* _Dataset excerpts_:

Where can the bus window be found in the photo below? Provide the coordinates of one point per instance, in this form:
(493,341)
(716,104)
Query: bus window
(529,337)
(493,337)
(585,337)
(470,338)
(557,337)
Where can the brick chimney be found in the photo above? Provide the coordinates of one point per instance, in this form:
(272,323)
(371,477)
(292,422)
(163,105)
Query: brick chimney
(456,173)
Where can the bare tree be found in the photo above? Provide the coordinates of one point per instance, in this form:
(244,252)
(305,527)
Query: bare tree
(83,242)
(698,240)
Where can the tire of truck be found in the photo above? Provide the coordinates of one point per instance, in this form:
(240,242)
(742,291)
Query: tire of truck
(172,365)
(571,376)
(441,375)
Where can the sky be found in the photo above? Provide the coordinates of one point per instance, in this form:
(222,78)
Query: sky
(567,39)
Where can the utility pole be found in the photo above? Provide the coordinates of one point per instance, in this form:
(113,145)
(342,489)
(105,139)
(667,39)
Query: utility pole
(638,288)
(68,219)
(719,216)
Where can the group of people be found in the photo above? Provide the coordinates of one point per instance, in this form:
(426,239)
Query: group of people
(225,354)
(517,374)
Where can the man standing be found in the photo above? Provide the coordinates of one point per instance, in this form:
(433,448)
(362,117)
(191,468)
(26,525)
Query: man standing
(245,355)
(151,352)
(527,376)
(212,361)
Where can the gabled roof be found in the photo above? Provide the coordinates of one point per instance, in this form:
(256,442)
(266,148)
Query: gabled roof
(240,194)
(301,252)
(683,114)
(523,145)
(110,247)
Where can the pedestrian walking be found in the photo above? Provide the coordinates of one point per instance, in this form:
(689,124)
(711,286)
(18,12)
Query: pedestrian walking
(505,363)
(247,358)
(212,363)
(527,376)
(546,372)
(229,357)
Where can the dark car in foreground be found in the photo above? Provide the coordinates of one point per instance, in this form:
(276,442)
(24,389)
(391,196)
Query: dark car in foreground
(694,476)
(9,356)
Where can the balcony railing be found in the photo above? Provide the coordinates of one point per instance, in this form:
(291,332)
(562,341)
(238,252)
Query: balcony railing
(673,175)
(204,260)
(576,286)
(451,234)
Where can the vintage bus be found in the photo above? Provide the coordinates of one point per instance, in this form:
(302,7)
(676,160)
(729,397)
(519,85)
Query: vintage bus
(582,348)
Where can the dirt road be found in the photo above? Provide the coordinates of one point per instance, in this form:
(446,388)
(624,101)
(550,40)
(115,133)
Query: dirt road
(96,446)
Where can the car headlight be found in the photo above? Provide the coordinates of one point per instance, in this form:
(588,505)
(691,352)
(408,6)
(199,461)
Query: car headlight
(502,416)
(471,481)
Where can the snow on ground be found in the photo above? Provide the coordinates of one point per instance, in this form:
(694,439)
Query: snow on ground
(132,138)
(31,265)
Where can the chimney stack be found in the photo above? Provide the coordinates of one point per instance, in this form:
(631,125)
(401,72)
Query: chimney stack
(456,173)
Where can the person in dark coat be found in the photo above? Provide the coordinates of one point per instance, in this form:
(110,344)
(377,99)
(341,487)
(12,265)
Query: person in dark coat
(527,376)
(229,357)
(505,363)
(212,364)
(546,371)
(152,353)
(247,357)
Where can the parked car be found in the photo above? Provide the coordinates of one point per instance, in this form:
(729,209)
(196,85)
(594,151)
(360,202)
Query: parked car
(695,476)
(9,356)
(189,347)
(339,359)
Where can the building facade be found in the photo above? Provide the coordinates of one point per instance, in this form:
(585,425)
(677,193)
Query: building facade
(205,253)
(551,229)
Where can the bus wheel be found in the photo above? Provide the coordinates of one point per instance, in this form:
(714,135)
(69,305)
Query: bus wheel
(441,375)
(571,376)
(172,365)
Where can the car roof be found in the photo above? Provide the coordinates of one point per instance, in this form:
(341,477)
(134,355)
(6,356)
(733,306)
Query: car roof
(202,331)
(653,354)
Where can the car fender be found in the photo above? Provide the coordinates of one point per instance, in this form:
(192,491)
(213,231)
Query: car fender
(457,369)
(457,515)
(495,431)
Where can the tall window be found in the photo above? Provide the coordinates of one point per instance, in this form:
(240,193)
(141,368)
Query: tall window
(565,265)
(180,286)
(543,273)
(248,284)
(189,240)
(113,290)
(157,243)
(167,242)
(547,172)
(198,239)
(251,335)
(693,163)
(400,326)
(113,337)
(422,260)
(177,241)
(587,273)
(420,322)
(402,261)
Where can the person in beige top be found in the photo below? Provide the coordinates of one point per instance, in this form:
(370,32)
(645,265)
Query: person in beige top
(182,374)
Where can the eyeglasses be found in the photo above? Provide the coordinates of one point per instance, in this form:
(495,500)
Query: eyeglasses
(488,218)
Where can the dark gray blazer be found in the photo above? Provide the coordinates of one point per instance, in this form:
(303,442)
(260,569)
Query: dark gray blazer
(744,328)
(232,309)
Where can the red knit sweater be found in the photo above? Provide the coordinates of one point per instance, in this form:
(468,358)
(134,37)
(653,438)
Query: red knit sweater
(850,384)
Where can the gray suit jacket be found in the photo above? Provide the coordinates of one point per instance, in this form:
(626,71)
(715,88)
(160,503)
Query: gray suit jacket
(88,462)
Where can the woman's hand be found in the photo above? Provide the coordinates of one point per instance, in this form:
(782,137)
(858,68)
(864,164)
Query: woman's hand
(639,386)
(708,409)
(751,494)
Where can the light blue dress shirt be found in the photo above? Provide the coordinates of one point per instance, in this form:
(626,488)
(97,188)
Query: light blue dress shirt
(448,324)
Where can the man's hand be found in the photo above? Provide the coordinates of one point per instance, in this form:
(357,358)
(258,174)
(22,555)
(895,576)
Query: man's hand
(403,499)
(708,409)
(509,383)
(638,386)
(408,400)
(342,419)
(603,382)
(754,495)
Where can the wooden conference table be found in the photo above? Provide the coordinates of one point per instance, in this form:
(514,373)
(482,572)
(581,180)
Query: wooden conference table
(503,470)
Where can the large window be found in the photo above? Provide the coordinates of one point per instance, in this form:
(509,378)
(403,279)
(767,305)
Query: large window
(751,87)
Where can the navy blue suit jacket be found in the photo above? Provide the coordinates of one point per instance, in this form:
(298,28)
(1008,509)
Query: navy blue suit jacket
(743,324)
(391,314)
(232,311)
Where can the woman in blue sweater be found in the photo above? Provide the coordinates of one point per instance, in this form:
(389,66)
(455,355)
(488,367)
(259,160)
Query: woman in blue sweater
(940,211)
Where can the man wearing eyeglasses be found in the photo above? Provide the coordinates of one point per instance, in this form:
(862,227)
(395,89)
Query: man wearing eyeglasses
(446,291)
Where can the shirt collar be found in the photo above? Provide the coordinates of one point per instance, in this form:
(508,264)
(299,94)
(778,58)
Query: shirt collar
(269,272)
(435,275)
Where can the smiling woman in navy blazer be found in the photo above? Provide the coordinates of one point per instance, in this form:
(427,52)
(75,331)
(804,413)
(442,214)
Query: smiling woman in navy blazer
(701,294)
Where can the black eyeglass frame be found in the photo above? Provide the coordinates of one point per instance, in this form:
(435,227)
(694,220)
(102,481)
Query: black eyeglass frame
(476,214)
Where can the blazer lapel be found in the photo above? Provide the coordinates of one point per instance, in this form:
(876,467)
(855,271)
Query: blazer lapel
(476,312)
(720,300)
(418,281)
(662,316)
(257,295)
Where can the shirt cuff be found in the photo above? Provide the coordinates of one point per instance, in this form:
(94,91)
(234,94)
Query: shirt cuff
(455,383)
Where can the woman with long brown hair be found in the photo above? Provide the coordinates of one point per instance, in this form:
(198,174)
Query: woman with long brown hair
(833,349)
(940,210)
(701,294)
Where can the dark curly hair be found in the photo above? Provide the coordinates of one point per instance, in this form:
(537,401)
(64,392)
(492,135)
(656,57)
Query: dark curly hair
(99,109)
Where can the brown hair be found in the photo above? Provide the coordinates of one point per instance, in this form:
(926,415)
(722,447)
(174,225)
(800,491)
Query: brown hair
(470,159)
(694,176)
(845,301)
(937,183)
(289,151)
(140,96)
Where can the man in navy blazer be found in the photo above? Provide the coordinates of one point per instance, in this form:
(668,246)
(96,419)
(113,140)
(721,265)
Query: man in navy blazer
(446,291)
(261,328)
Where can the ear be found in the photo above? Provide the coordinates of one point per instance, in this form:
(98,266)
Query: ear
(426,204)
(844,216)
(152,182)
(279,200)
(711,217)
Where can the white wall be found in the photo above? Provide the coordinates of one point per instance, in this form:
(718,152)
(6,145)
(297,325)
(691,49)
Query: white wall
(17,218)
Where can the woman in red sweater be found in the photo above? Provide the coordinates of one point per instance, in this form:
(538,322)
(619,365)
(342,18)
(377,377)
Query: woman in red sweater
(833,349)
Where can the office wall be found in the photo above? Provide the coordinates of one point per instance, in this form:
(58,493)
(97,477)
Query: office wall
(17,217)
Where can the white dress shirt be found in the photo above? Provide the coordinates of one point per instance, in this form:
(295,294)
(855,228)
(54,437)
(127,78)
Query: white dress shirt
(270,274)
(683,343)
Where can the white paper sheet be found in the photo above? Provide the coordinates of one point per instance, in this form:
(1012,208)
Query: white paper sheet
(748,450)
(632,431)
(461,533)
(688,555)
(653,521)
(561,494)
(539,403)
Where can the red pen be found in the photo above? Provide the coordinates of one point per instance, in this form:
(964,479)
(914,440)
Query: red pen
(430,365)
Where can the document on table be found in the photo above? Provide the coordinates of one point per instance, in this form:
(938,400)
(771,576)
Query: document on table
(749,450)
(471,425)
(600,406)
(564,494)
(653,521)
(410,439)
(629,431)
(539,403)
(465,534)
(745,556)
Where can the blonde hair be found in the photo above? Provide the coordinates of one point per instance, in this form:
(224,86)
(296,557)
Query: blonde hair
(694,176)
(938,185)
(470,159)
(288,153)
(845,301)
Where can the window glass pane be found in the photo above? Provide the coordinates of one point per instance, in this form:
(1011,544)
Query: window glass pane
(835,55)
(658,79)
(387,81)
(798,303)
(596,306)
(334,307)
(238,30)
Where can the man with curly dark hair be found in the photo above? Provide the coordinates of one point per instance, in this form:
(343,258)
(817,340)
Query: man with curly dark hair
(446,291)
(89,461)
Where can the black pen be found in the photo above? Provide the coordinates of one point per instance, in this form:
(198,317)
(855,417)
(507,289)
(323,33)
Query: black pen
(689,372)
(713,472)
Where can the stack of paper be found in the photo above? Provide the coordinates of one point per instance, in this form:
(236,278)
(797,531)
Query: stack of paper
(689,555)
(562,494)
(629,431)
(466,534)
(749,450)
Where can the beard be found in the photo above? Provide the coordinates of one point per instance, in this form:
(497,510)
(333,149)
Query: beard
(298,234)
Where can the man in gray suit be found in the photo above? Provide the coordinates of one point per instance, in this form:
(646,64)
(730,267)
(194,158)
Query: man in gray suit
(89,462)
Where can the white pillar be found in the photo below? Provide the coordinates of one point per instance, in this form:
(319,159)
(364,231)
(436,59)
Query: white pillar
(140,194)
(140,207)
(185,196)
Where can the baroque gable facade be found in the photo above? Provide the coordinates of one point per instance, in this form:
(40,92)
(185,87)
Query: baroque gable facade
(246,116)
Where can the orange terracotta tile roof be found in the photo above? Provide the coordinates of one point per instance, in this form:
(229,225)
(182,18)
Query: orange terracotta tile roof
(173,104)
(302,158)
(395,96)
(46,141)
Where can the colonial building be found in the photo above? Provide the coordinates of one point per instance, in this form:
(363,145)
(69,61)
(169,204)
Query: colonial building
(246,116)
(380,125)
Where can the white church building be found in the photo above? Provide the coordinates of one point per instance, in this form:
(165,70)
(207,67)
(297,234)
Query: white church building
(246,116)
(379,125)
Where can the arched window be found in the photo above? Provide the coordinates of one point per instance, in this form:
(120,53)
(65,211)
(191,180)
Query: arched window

* _Exercise requirements_: From the line that contains "Where can the baroque" to the last line of the material above, repeat every line exactly, keeping both the first and the last.

* _Answer to this problem_:
Where can the baroque gable facade be found in the photo above? Provide the coordinates of one point per instance, in this form:
(40,92)
(185,87)
Query: baroque gable facade
(246,116)
Where can the orange terracotta tile roof be found in the photo above? Provide the coordinates of one point per instance, in this form:
(229,225)
(182,18)
Query: orange terracotta tile roof
(173,104)
(302,158)
(395,96)
(46,141)
Where can the colonial building be found in the photo above? Provide the coordinates of one point per instance, in this form:
(363,145)
(69,61)
(169,204)
Query: colonial building
(246,116)
(380,125)
Where can the white church building be found in the photo above? Provide the coordinates of one point per instance, in this form:
(165,70)
(207,67)
(297,234)
Query: white church building
(246,116)
(379,125)
Where can the arched window be found in the photo above? Provide the coordinates of one point per instance, in this form:
(120,53)
(65,211)
(191,180)
Query: arched window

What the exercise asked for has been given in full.